Wednesday, April 29, 2020

TPM Telrad Pattern Matching

Another write-up on a subject so trivial that it deserves a detailed explanation! How do you use a Telrad properly? Many people use it as just a glorified red-dot finder, which is sad to see when you know its potential rivals even the most advanced GoTo systems.

But let’s start from afar with the most frequent question a beginner or mature amateur astronomer constantly faces: How do you point a telescope at a deep-sky target that is completely invisible to the naked eye? And how do you do it reliably?




Photo by Guillermo Ferla on Unsplash

I bet you have already heard dozens of answers to that. After asking that question for over 40 years myself and trying everything others are doing to solve it, I have finally found the definitive answer: TPM, which stands for Telrad Pattern Matching.

Back to our question. What is the formalized goal of all celestial target-pointing methods? Surely, it is to get the object you want to observe into the field of view (FOV) of your telescope eyepiece—into that magnified, circular portion of the sky you see when looking into the scope.

How can we make that task so trivial that even a little kid could do it without question?

Think about the Moon, for example. Obviously, as soon as you see its shiny disk or sickle in the sky, you can raise your hand and point at it with your finger immediately. What could be more trivial than that? Let’s dissect that process into the components we apply almost unconsciously:

  1. Find the Moon in the sky by moving your head and eyes around until you see its edge.

  2. Move your index finger toward it until it is right under the edge (or at its center).

  3. Done. You can be sure you are pointing your hand at the Moon.

But is it at all possible to point a real telescope at, let's say, the Horsehead Nebula—which is hard to see even through a decent telescope—with that same ease and triviality? Yes, it is! By using the Telrad Pattern Matching (TPM) method.




So, what the heck is TPM after all? It is almost exactly the same thing as pointing with your finger! But with a few upgrades:

  1. Instead of the easy-to-recognize limb of the Moon, you are pointing at multiple naked-eye stars in the close vicinity of your invisible target. These are easily recognizable stars within constellations. You can think of it as an asterism, much like in the traditional star-hopping method. However, the difference here is that it’s dynamic; you can add or remove stars (or even bright DSOs) to or from the pattern as needed or desired.

  2. Instead of a fingertip contour, you are pointing with a special reticle "projected" onto the sky. The primary difference from a fingertip is that it is a bit larger and has more geometric features to catch your attention when deciding if your "finger" is already pointing "at the Moon," or if you need to nudge it a bit more in a certain direction.

WHAT TO DO.
1. Name each step the Telrad pattern matching post gives for pointing a finger at the Moon.
2. Pick up the Telrad pattern matching post after its final sentence and write what comes next.
Nothing in the listing is needed for this work.

SOURCE DATA.

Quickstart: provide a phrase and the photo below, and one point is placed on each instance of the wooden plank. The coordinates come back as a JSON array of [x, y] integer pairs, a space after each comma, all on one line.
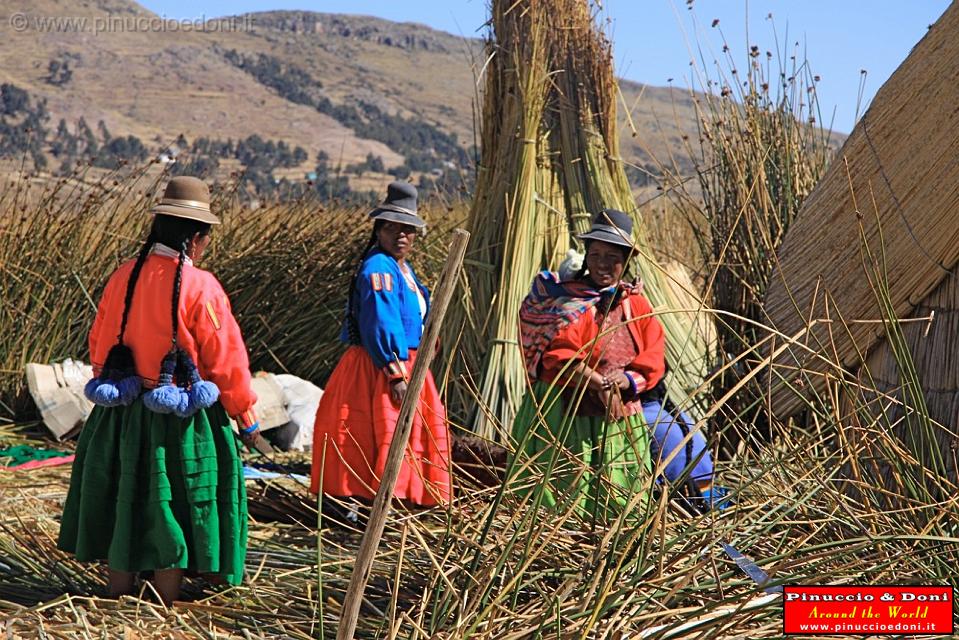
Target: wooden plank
[[394, 459]]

ANSWERS PROVIDED.
1.
1. Move your head and eyes around the sky until you see the Moon's edge.
2. Move your index finger toward it until it sits right under the edge (or at its center).
3. Done: you can be sure your hand is pointing at the Moon.

2.
  3. Done. As soon as you can tell that the reticle ring sits exactly on your "limb" asterism, you can be certain that the telescope (which is aligned with the rings) is pointing directly at your target.

Because your memory isn’t yet familiar with your new "finger" and the unique "Moon limb" shape of every real target, we add exact virtual copies of them (the Telrad reticle and the asterism, respectively) to a digital star chart on a handheld screen. This shows you a precise example of how these two subjects should look when perfectly aligned in the sky—centered in the Telrad reticle like the Moon on the tip of your finger.

TPM can be thought of as a multi-stage enhancement: first, it enhances the visibility of the deep-sky target location (turning an invisible target into a visible one by surrounding it with "proxy" stars); next, it enhances the "pointing finger" (turning a small, dark, featureless dot into a large, well-lit, semi-transparent reticle with multiple alignment features); and finally, it enhances the human brain by putting a clear cheat sheet right in front of your nose. It scales the ultimate task down until it is as easy as pointing a finger at the Moon.

TPM is as natural as finger-pointing because, in your brain, the procedure of pointing at the Moon simply means moving your outstretched arm until the contour of your index finger aligns with the Moon’s limb in a specific way. Sounds complex? Sure, but that's just a strange way you might describe the "human finger-pointing process" to an alien life form. For the typical human brain, it's completely natural!

Got a tough target to find? Just enhance what you naturally use for pointing, and allow your brain to do the work it has been perfecting since the day you first opened your eyes: recognizing and matching visual patterns to navigate the world. Weirdly put? Enhanced visual pattern matching? Indeed. But it works.




A typical question: Why can't we point a telescope using a "small finger" like a red dot or a laser beam?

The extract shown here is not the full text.